____ TEXTE À LIRE

L’exposition Espoirs : L’art de la Couleur, Prix Dior de la Photographie pour les Jeunes Talents (à l’Atelier des forges)
Cette exposition est un peu particulière car elle se situe dans la Grande Halle, à l’Atelier des Forges mais ne fait pas partie des expositions officielles d’Arles. Cependant, elle est gratuite et est placée géographiquement entre des expositions officielles, il est donc simple d’y entrer par curiosité. Elle regroupe le travail des huit jeunes lauréats du concours lancé par Dior.

________

Pouvez-vous imprimer, sans rien modifier, le passage du texte sur l'exposition du Prix Dior qui s'ouvre sur les mots contenant « Cette exposition est » et se clôt sur « lancé par Dior. » ?

____ DONNÉES ENREGISTRÉES

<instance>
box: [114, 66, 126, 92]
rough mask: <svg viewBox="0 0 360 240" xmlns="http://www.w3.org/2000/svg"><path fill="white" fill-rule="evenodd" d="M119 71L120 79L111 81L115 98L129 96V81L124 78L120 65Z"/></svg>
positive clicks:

________

• _ZONE DE RÉPONSE_:
Cette exposition est un peu particulière car elle se situe dans la Grande Halle, à l’Atelier des Forges mais ne fait pas partie des expositions officielles d’Arles. Cependant, elle est gratuite et est placée géographiquement entre des expositions officielles, il est donc simple d’y entrer par curiosité. Elle regroupe le travail des huit jeunes lauréats du concours lancé par Dior.